## Task requirements:
Look through the material for lines with the word "distant", and copy each one.

## Record set:
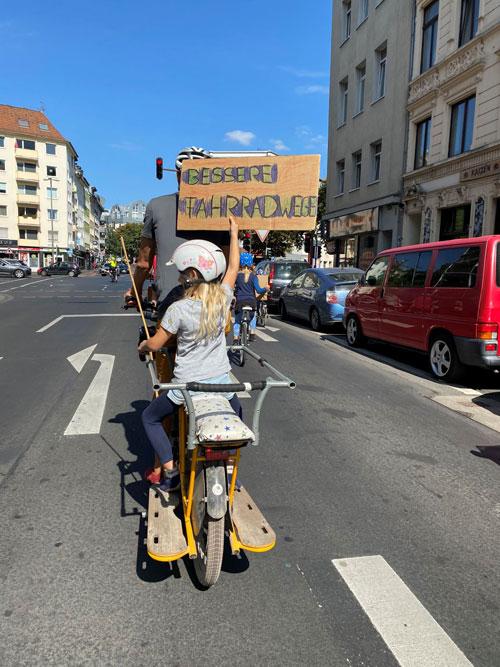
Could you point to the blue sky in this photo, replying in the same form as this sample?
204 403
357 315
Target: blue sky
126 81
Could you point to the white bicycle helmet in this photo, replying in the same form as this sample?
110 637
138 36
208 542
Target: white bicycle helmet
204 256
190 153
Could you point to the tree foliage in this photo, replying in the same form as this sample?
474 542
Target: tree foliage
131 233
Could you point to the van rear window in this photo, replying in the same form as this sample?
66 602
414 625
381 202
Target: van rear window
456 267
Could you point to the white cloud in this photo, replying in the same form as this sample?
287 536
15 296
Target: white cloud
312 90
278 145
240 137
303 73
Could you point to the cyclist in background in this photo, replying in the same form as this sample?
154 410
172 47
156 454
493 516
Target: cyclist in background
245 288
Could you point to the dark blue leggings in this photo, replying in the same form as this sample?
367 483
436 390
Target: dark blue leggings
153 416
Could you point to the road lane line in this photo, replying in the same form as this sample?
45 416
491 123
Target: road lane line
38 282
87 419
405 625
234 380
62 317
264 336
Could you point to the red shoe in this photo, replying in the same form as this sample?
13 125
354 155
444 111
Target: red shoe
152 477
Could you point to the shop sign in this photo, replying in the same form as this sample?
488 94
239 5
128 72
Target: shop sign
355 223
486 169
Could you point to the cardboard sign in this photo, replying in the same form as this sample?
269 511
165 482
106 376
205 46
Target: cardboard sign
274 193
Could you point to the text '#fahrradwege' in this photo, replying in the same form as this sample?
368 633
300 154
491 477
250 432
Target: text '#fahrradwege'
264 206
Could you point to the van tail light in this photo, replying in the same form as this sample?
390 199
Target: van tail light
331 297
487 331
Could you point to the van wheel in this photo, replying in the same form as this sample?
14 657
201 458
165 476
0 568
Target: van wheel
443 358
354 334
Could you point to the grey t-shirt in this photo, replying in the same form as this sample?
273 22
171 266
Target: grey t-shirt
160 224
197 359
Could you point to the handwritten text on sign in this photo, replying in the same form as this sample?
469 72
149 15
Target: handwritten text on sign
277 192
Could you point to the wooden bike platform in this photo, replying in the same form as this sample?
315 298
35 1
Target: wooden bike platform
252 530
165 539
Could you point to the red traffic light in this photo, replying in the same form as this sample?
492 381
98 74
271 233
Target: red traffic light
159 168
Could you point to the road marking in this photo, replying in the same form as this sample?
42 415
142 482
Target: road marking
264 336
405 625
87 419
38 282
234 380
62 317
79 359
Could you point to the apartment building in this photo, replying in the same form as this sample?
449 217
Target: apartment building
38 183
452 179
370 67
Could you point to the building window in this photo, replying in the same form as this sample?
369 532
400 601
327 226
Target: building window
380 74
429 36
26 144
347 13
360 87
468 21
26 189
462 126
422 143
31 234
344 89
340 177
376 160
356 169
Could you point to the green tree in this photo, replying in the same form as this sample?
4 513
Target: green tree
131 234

* * *

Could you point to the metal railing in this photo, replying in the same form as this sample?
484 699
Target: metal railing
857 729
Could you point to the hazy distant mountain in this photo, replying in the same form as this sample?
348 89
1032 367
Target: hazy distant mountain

## Answer section:
Could you point to the hazy distant mountain in this photo, replying in the same form as this sample?
Target: hazy distant mountain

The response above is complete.